#### DATASET:
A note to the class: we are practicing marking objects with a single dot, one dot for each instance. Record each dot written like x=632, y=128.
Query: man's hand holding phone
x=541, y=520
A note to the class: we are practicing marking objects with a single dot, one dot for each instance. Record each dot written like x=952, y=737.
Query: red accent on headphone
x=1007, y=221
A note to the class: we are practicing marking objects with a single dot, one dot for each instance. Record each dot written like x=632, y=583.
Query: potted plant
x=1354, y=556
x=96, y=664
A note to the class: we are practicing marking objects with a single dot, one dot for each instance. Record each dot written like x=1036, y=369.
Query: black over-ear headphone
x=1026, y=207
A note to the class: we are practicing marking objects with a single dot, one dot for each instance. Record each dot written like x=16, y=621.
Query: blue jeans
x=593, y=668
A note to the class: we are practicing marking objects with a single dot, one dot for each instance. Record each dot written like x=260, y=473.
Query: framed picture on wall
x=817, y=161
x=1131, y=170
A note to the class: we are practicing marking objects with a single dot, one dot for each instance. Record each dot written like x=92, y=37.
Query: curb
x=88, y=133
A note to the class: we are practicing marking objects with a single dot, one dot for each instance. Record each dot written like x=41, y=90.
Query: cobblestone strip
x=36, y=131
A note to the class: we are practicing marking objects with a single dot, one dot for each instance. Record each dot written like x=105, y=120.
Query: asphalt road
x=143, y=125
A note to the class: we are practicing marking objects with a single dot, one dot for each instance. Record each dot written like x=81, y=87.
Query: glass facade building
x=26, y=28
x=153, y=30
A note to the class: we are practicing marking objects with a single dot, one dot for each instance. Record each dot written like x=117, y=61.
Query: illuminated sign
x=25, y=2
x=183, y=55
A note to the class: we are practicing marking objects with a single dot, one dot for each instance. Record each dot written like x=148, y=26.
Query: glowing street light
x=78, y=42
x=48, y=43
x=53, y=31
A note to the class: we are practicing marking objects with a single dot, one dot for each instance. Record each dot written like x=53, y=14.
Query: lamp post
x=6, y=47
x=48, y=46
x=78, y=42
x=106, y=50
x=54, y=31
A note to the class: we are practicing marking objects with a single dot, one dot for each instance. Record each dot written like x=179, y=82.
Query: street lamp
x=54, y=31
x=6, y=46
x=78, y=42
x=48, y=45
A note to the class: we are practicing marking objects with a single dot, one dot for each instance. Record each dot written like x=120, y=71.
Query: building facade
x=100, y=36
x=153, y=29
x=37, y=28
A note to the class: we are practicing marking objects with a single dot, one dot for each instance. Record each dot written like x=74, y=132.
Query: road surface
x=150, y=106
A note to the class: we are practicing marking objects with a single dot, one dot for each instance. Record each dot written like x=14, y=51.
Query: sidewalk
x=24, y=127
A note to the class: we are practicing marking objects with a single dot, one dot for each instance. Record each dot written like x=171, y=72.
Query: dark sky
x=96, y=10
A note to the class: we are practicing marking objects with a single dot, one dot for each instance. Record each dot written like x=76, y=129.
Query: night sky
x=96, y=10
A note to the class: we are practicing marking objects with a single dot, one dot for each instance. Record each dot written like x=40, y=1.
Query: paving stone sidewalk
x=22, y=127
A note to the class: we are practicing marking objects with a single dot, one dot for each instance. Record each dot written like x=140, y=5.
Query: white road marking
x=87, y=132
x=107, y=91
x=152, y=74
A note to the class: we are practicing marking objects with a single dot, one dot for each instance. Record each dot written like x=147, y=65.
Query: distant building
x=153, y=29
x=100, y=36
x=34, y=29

#### DIRECTIONS FOR THIS TASK:
The line containing "like x=171, y=72." and all lines after it, through the last line of the data, should be retyped exactly.

#### PROBLEM SOLUTION:
A note to the class: we are practicing marking objects with a single dot, one dot for each instance. Record each dot written like x=171, y=72.
Query: dark sky
x=96, y=10
A note to the class: we are practicing marking objects with a single dot, one dot for each instance. Record each dot written like x=76, y=129.
Query: night sky
x=96, y=10
A note to the class: we are practicing marking objects with a single dot, one dot for each instance. Record each dot written like x=40, y=1.
Query: paving stone sidewalk
x=22, y=127
A note to the class: we are practicing marking objects with a single dot, one dot for each instance. Record each dot written like x=140, y=5.
Query: white road marking
x=87, y=132
x=107, y=91
x=152, y=74
A note to the class: we are practicing marking objects with a single dot, one dot for each instance. Record each dot written like x=147, y=65.
Query: distant building
x=153, y=29
x=100, y=36
x=34, y=29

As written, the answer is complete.